* Objective: Copy the whole listing below word for word, but leave the pictures out of your copy.

* Data in this exercise:
-- -- --

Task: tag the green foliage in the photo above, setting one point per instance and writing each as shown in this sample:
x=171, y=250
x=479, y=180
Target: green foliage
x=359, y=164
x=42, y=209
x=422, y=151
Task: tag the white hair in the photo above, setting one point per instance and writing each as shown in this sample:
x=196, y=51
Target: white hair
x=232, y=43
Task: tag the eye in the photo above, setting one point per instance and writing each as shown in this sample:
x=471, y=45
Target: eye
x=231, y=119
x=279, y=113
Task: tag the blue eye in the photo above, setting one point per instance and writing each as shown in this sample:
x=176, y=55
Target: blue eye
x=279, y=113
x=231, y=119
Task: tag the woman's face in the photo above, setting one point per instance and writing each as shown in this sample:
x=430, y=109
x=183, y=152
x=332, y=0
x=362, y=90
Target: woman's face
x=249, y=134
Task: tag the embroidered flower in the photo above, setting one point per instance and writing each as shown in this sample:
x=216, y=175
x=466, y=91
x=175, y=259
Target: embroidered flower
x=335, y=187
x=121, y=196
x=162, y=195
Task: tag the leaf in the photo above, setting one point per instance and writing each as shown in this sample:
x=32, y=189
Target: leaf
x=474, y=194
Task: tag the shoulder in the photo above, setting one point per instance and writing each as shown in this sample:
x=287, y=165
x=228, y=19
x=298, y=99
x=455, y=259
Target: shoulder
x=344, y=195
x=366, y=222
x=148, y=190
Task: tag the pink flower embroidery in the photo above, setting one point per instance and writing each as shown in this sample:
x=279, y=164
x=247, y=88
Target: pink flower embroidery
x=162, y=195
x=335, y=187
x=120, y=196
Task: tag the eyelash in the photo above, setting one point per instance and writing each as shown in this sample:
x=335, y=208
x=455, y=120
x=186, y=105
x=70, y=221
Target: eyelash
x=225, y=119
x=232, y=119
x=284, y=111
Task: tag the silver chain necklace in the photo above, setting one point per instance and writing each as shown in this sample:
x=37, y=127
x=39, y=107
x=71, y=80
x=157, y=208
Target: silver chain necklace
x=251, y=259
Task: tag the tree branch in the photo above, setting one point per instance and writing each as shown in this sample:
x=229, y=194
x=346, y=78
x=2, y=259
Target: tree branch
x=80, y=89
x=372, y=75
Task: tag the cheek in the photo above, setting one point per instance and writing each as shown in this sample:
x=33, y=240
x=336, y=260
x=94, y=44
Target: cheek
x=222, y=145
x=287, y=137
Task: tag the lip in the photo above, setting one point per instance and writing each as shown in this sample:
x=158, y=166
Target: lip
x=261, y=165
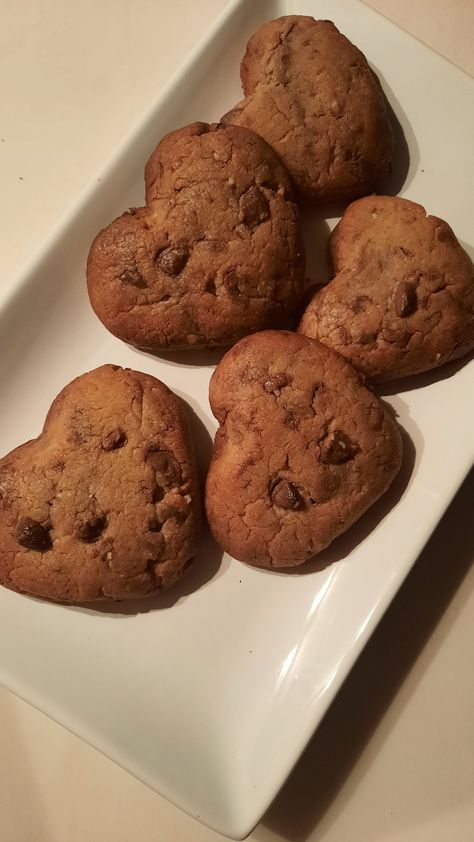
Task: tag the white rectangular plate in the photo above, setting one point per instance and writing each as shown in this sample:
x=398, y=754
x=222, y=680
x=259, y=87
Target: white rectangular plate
x=210, y=693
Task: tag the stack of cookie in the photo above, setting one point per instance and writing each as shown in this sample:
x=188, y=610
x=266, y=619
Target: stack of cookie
x=105, y=503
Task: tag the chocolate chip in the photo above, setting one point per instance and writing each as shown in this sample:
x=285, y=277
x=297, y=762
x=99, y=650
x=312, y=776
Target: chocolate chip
x=172, y=260
x=344, y=336
x=33, y=535
x=91, y=529
x=133, y=277
x=210, y=287
x=285, y=495
x=360, y=304
x=115, y=439
x=254, y=207
x=337, y=448
x=154, y=525
x=158, y=494
x=365, y=337
x=165, y=463
x=404, y=299
x=233, y=282
x=275, y=383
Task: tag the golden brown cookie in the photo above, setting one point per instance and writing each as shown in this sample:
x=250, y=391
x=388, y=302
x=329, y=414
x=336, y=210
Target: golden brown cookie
x=302, y=450
x=402, y=299
x=105, y=502
x=217, y=252
x=311, y=94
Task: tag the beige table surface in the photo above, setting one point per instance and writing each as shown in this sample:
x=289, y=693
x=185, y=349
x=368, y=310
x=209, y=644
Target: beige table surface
x=394, y=759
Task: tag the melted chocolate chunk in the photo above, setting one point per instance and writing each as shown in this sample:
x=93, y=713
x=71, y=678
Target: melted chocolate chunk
x=285, y=495
x=33, y=535
x=254, y=207
x=172, y=260
x=337, y=448
x=115, y=439
x=91, y=529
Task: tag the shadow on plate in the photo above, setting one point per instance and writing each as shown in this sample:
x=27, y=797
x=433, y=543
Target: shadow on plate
x=427, y=378
x=204, y=357
x=343, y=546
x=406, y=156
x=377, y=676
x=208, y=558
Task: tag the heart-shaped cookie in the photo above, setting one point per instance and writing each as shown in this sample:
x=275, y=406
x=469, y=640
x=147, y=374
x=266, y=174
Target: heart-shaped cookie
x=402, y=299
x=216, y=254
x=311, y=94
x=105, y=502
x=303, y=449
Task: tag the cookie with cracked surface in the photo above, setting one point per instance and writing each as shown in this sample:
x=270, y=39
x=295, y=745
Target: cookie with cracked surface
x=104, y=504
x=402, y=298
x=215, y=254
x=312, y=95
x=302, y=450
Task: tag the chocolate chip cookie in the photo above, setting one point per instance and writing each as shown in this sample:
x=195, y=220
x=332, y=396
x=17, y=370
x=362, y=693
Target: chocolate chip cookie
x=105, y=502
x=312, y=95
x=402, y=299
x=216, y=253
x=302, y=450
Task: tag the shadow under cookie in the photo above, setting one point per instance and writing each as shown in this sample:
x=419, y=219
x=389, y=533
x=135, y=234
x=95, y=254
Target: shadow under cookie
x=426, y=378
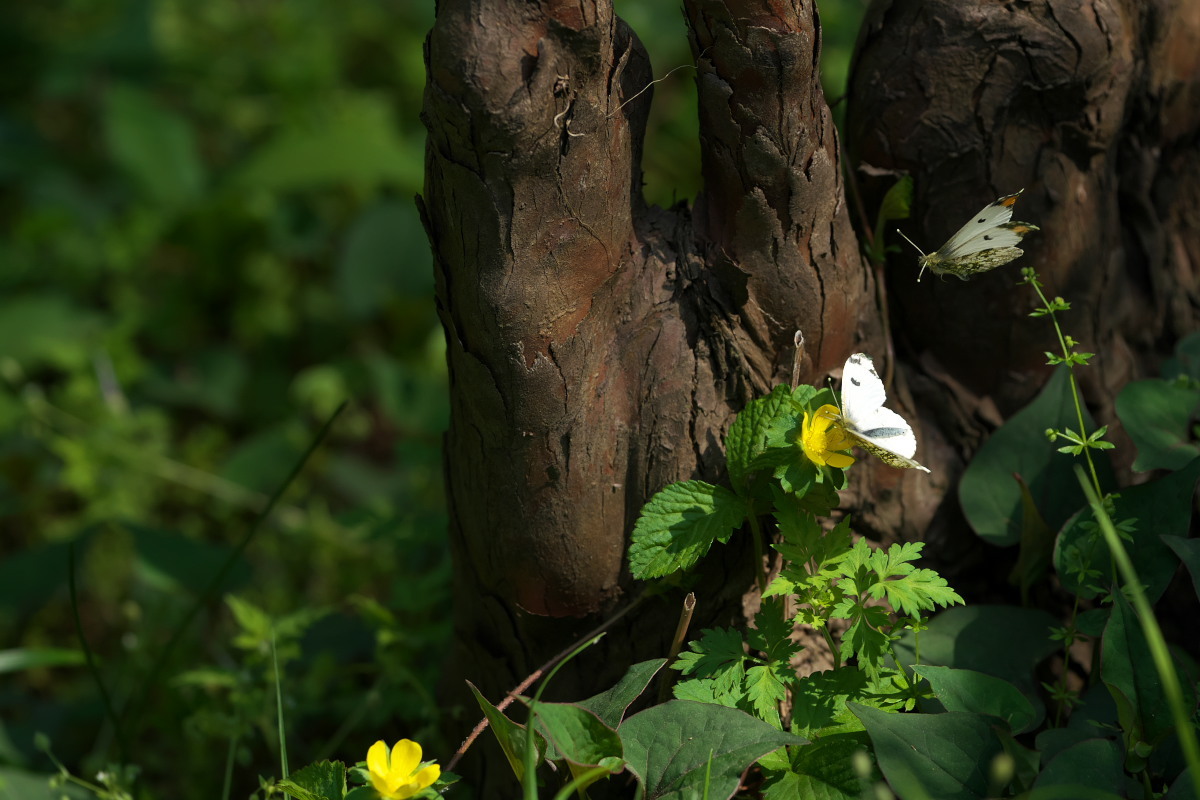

-- -- --

* Result for this task:
Task: tag the green foliage in the photo above, setting one point per instance and writing each as shown in this sample:
x=171, y=250
x=479, y=180
Target: green foliage
x=359, y=164
x=42, y=209
x=422, y=151
Task: tag the white hair in the photo above, setting one point per instance and writing each as shown in this sample:
x=196, y=51
Target: white hair
x=232, y=43
Task: tag the eye in the photo above, setting one point per instance and writing each as shown in this sample:
x=471, y=45
Target: eye
x=231, y=119
x=279, y=113
Task: tag the blue eye in the photo above, setting one point per instance and writing each as shown in this sample:
x=176, y=55
Target: blue eye
x=279, y=113
x=231, y=119
Task: tag the woman's face in the photo above, setting one point per instance and writing each as shown in this sample:
x=430, y=109
x=183, y=152
x=332, y=0
x=362, y=90
Target: woman's face
x=249, y=134
Task: tag the embroidered flower in the photo above, setting one point per instance and writing each as shown in this sample:
x=216, y=175
x=466, y=91
x=175, y=259
Target: embroidered flower
x=335, y=187
x=121, y=196
x=162, y=195
Task: tag the leaf in the photo above, setting one point per instance and writing each as shown in this sample:
x=32, y=189
Target: leaf
x=474, y=194
Task: tag the shoulder in the photo above, setting one point per instance and writing each as shown in this sample:
x=287, y=165
x=228, y=19
x=298, y=99
x=455, y=259
Target: shoulder
x=344, y=195
x=366, y=222
x=148, y=190
Task: tag the pink flower embroidery in the photo above, setting one point per instance and writing each as shown in this sample:
x=279, y=164
x=247, y=88
Target: pink flower embroidery
x=162, y=195
x=335, y=187
x=120, y=196
Task: tag the eyelash in the photo above, setting one point per instance and writing each as shown in this sample:
x=335, y=208
x=455, y=120
x=186, y=105
x=70, y=221
Target: eyelash
x=225, y=119
x=232, y=119
x=284, y=111
Task: tag the silver chain necklace in the photo above, setting one point per instance and writing each as shown in this sample:
x=37, y=127
x=39, y=107
x=71, y=80
x=157, y=208
Target: silver chain necklace
x=251, y=259
Task: tag the tree branch in the photo above, setting one point per instance and writing each as shown in this sample:
x=229, y=194
x=346, y=78
x=2, y=259
Target: tree branch
x=80, y=89
x=372, y=75
Task: tag the cheek in the photo above, setting one point per instance and writing each as shown in this sample:
x=33, y=240
x=336, y=260
x=94, y=44
Target: cheek
x=222, y=145
x=287, y=137
Task: tag the lip in the photo above, setting one point per instance and writing each as shown in this sample:
x=158, y=166
Target: lip
x=261, y=165
Task: tag the white rectangular plate in the photo above, setting one point per instance and writing each as shown in this sample:
x=398, y=754
x=222, y=680
x=259, y=87
Target: white rectangular plate
x=210, y=693
Task: tag the stack of cookie in the photo above, setting one point per instance and writing each as shown in this sample:
x=188, y=610
x=266, y=619
Target: stack of cookie
x=105, y=503
Task: tag the chocolate chip in the photo above, setting one point per instance and writing each as shown in this sample:
x=285, y=277
x=297, y=762
x=99, y=650
x=312, y=776
Target: chocolate chip
x=172, y=260
x=344, y=336
x=33, y=535
x=91, y=529
x=133, y=277
x=210, y=287
x=285, y=495
x=360, y=304
x=115, y=439
x=254, y=207
x=337, y=448
x=154, y=525
x=158, y=494
x=365, y=337
x=165, y=463
x=404, y=299
x=233, y=282
x=275, y=383
Task: tag the golden brown cookie in the photo above, setting one point per instance and writing each as shown in this sample:
x=250, y=391
x=388, y=302
x=329, y=414
x=336, y=210
Target: golden brown cookie
x=302, y=450
x=402, y=299
x=105, y=502
x=217, y=252
x=311, y=94
Task: tag the beige table surface in the photo above, setting one point per instance and writing each as shown in this sample:
x=289, y=693
x=185, y=349
x=368, y=310
x=209, y=644
Target: beige table surface
x=394, y=759
Task: tag the melted chocolate chunk in the photo above, setting one point per instance and writing each as shown in this sample:
x=93, y=713
x=71, y=678
Target: melted chocolate chunk
x=285, y=495
x=33, y=535
x=254, y=207
x=172, y=260
x=337, y=448
x=115, y=439
x=91, y=529
Task: tag the shadow on plate in the photo above, setting one point per instance and writing each as shown in this sample:
x=27, y=797
x=433, y=543
Target: shadow on plate
x=427, y=378
x=204, y=357
x=343, y=546
x=406, y=156
x=377, y=676
x=208, y=558
Task: tag the heart-shaped cookie in the photo above, setting one point per instance and writing each as shown in this sample:
x=275, y=406
x=469, y=640
x=147, y=374
x=266, y=174
Target: heart-shaped cookie
x=402, y=299
x=216, y=254
x=311, y=94
x=105, y=502
x=303, y=449
Task: tag the cookie with cracked surface in the photo above, setting one point per instance and writing each as shown in this sample:
x=270, y=39
x=295, y=745
Target: cookie with cracked surface
x=104, y=504
x=402, y=298
x=215, y=254
x=312, y=95
x=302, y=450
Task: tag the chocolate chip cookie in the photo above, setting one point per instance and writing each as shown in this sample:
x=195, y=220
x=332, y=396
x=17, y=370
x=362, y=693
Target: chocolate chip cookie
x=105, y=502
x=312, y=95
x=402, y=299
x=216, y=253
x=302, y=450
Task: tag the shadow under cookie in the photo above, setting one point per instance and writing each as shown in this sample:
x=419, y=219
x=389, y=533
x=135, y=234
x=95, y=254
Target: shadow under cookie
x=426, y=378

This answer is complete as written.